(Segmentation annotation records)
◆ ◆ ◆ ◆ ◆
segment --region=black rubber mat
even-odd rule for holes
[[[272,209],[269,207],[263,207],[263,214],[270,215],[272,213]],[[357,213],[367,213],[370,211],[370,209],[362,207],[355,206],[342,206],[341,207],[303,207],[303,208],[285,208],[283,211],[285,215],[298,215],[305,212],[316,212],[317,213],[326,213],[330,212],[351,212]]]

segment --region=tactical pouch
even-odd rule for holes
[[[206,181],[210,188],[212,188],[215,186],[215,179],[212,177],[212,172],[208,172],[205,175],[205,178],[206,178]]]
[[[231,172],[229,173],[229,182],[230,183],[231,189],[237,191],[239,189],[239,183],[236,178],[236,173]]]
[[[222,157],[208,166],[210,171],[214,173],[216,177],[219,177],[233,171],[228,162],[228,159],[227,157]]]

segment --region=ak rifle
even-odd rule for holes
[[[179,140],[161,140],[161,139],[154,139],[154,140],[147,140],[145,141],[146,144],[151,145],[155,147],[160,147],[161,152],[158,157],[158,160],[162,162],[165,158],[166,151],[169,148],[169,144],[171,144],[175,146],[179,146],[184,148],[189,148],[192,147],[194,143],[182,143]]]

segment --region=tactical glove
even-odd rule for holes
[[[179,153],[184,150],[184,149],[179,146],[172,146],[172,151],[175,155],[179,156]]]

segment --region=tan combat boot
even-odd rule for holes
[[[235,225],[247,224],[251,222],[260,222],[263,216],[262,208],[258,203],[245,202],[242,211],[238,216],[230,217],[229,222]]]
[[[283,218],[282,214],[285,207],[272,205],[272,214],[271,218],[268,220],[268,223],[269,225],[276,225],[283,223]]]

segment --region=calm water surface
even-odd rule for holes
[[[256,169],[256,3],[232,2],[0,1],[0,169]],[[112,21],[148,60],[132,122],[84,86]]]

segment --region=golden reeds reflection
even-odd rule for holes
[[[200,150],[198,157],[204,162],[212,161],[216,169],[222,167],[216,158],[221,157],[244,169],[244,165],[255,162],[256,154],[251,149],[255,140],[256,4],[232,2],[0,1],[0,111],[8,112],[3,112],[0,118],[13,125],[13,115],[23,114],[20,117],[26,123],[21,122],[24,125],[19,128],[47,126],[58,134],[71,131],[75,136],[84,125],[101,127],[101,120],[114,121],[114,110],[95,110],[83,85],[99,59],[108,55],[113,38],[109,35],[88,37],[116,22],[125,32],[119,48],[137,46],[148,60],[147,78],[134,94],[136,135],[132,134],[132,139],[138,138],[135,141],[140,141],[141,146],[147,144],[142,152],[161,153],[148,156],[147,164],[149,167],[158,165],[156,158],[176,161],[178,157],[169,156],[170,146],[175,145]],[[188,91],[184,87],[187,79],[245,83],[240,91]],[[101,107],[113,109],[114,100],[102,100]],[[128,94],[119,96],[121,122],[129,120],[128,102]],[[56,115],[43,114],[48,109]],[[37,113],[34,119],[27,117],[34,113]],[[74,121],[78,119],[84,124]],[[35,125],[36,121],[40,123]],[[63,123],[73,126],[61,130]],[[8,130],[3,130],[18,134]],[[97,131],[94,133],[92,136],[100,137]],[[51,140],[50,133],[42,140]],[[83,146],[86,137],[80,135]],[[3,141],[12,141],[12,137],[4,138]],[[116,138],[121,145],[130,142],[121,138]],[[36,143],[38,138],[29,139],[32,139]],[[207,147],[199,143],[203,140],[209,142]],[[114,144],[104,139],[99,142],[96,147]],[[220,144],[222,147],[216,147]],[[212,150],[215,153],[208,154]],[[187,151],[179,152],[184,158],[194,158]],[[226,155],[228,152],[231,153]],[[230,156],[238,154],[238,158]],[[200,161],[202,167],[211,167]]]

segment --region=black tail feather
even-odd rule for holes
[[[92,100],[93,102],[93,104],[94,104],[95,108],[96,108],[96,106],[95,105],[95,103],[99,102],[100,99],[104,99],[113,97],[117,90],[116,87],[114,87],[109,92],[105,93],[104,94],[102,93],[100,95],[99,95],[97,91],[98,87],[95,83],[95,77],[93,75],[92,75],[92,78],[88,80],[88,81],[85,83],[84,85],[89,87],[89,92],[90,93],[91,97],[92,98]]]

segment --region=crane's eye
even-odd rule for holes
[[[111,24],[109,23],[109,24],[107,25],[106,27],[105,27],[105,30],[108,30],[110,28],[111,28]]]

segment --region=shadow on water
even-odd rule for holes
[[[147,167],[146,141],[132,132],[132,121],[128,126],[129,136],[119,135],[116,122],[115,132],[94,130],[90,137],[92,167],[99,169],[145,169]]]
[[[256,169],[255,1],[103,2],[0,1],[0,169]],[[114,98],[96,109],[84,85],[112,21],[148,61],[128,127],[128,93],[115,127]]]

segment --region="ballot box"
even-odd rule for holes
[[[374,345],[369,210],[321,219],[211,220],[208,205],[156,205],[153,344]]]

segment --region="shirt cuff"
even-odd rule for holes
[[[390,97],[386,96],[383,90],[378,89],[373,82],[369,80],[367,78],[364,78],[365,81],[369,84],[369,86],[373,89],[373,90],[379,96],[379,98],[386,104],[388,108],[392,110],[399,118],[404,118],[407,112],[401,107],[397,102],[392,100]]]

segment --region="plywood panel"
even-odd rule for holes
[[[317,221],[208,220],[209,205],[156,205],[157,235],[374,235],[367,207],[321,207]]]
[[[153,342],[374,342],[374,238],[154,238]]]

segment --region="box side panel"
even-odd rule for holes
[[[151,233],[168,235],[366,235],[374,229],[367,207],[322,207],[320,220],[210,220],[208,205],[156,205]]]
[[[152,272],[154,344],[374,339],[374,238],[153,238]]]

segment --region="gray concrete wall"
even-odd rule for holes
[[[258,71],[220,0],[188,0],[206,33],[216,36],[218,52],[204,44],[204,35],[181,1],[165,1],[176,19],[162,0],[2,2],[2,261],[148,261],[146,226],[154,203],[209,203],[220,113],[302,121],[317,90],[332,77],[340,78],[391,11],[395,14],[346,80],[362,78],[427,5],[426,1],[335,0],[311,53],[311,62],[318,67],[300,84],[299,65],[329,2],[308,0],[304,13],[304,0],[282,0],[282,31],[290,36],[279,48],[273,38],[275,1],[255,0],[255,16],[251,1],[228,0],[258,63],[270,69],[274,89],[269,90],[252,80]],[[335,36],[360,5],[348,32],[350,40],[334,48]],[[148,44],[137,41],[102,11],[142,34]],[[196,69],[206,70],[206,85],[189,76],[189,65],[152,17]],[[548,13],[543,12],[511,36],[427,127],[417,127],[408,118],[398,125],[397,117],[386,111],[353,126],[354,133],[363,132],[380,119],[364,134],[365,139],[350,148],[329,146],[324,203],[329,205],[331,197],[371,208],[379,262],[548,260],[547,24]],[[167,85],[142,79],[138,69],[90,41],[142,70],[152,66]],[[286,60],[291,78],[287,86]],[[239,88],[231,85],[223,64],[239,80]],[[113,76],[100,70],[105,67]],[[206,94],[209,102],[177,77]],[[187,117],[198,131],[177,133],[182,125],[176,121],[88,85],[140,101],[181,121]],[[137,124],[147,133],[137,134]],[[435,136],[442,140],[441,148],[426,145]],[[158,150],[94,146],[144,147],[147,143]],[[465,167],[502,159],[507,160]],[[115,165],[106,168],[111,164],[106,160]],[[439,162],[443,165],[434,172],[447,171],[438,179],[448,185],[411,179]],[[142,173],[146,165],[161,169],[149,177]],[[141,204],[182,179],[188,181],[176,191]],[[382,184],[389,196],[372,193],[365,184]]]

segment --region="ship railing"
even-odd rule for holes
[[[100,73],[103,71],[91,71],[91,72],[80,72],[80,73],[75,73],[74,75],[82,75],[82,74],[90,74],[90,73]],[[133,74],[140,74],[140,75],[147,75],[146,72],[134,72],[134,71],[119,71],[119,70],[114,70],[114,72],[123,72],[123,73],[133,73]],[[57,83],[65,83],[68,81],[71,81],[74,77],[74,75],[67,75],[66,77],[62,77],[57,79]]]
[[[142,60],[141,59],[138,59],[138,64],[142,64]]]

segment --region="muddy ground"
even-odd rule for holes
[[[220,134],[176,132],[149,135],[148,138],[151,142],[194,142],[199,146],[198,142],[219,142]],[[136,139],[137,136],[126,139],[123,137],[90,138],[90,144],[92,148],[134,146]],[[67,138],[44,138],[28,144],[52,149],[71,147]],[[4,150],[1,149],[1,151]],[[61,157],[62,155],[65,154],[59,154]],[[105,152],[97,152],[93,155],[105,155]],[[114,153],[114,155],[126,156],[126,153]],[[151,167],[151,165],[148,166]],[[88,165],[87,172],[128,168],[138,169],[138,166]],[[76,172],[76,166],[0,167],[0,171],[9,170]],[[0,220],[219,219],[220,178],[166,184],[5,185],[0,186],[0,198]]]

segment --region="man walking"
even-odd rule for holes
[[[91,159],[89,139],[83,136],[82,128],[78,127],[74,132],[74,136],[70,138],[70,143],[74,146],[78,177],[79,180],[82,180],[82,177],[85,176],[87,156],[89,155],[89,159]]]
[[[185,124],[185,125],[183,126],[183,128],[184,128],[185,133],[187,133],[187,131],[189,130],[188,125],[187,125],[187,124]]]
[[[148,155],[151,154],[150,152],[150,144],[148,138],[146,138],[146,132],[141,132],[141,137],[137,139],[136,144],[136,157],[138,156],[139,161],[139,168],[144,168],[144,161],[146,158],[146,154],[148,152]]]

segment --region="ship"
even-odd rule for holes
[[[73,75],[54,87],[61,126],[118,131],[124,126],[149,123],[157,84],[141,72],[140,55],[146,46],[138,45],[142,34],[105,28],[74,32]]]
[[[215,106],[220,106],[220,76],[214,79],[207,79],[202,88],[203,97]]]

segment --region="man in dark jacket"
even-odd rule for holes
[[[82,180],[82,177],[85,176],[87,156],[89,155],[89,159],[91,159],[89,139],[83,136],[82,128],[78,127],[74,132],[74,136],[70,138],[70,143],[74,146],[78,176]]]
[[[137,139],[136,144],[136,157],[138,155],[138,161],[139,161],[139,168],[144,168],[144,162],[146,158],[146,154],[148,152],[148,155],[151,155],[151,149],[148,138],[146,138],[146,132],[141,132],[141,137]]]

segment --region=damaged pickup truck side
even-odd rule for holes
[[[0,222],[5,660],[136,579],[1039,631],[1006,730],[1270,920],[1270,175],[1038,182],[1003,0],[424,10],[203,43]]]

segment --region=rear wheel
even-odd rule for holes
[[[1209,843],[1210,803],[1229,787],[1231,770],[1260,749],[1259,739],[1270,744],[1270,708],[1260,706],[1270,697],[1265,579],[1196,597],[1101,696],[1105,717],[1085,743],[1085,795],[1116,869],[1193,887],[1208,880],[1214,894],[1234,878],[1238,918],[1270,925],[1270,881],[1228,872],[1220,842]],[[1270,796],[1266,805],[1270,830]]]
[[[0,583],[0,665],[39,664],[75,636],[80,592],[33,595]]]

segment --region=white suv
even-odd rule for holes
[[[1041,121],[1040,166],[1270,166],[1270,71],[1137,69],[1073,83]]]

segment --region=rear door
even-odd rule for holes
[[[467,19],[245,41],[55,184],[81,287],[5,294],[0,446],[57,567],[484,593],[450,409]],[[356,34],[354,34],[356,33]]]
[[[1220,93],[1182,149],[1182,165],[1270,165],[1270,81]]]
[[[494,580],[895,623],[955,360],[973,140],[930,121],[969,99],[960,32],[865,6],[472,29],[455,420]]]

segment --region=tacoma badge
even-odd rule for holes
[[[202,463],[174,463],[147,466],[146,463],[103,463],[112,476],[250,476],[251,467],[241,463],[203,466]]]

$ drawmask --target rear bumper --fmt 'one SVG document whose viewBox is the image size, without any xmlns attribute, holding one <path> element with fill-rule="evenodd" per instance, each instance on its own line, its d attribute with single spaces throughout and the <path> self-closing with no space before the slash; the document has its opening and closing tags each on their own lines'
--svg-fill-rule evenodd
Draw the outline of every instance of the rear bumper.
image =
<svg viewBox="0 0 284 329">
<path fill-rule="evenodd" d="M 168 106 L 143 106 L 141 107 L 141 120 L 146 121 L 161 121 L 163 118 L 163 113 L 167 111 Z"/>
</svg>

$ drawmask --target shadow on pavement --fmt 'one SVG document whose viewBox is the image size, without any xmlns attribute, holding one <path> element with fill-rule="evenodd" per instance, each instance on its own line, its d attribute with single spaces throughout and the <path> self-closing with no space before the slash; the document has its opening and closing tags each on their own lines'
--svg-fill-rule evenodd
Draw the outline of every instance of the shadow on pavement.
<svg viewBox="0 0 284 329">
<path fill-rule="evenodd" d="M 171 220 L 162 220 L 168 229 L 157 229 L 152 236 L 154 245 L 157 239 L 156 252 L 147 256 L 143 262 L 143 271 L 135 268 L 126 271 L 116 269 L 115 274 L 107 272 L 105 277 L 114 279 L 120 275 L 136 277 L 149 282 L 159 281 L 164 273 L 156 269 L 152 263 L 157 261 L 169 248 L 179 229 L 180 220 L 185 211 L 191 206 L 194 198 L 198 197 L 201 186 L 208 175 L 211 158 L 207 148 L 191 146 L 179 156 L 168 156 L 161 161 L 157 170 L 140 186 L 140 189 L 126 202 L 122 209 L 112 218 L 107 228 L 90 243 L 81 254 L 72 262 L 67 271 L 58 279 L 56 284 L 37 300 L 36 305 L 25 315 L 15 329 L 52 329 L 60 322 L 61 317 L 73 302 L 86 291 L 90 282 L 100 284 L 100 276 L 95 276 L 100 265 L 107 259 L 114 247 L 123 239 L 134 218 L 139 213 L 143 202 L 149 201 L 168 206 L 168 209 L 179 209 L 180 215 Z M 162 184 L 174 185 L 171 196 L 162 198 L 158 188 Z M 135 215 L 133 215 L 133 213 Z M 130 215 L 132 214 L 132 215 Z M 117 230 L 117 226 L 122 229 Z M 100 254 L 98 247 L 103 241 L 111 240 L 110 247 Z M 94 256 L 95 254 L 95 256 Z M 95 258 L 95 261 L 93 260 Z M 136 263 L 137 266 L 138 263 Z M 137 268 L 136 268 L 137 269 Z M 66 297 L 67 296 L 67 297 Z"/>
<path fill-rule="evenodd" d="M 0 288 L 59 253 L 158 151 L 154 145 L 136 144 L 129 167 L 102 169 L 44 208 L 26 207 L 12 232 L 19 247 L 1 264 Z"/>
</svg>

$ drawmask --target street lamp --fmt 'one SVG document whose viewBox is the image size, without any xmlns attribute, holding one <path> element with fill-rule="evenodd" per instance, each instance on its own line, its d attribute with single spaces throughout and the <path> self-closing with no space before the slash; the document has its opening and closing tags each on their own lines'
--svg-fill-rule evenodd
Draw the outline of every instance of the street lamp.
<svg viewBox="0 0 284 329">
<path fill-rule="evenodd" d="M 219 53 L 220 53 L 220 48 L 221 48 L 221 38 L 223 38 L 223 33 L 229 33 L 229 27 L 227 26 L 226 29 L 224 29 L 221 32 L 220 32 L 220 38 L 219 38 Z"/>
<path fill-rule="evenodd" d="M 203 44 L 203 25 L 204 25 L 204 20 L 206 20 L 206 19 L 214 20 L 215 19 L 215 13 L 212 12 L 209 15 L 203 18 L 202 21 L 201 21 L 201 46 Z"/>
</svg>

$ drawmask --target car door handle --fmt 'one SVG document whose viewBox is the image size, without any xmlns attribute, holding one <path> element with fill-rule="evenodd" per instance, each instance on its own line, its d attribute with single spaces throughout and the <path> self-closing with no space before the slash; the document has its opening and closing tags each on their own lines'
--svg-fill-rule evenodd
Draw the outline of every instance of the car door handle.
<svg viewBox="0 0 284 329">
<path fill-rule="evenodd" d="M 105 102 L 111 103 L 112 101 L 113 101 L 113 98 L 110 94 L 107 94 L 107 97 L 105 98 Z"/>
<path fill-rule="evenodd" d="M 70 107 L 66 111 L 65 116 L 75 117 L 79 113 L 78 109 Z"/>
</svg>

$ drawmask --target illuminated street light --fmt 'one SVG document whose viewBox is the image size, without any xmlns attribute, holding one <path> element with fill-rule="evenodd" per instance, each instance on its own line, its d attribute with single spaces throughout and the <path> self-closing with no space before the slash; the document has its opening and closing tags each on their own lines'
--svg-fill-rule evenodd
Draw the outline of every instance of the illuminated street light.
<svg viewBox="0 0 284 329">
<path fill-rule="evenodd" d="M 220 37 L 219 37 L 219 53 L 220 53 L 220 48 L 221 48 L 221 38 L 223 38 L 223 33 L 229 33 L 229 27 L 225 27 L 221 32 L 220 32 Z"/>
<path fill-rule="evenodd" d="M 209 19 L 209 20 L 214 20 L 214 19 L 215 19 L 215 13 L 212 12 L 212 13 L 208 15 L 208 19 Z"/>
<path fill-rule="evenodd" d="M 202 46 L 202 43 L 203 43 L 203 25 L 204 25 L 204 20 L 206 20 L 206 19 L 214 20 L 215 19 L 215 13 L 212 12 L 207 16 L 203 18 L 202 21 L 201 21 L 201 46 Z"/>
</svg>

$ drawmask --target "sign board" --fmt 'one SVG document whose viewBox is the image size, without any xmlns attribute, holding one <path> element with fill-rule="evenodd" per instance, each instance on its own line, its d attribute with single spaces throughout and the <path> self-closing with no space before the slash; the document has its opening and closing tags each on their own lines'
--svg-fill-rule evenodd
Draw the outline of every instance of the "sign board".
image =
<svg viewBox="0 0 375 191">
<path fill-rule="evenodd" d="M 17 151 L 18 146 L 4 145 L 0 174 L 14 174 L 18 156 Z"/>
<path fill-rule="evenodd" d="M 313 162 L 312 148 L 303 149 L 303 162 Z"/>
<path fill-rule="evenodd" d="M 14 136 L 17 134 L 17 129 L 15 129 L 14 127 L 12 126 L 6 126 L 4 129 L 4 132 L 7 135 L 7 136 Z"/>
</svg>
◆ ◆ ◆ ◆ ◆
**Exercise description:**
Select and copy each line of the items that contains the word "black".

**Exercise answer:**
segment --region=black rubber mat
segment --region=black tail feather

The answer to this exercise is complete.